- [WHAT THE TASK REQUIRES] What lines below include the word "written"? Copy each one.

- [RECORDS FOR PROCESSING]
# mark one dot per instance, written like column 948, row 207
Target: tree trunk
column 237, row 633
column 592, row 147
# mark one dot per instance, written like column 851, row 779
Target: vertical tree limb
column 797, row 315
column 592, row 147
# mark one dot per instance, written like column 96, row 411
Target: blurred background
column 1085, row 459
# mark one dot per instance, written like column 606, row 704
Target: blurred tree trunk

- [RESULT]
# mark one dot per instance, written like column 948, row 207
# mark one dot per instance, written like column 851, row 779
# mark one dot per instance, written like column 96, row 411
# mark one dot per instance, written like column 606, row 704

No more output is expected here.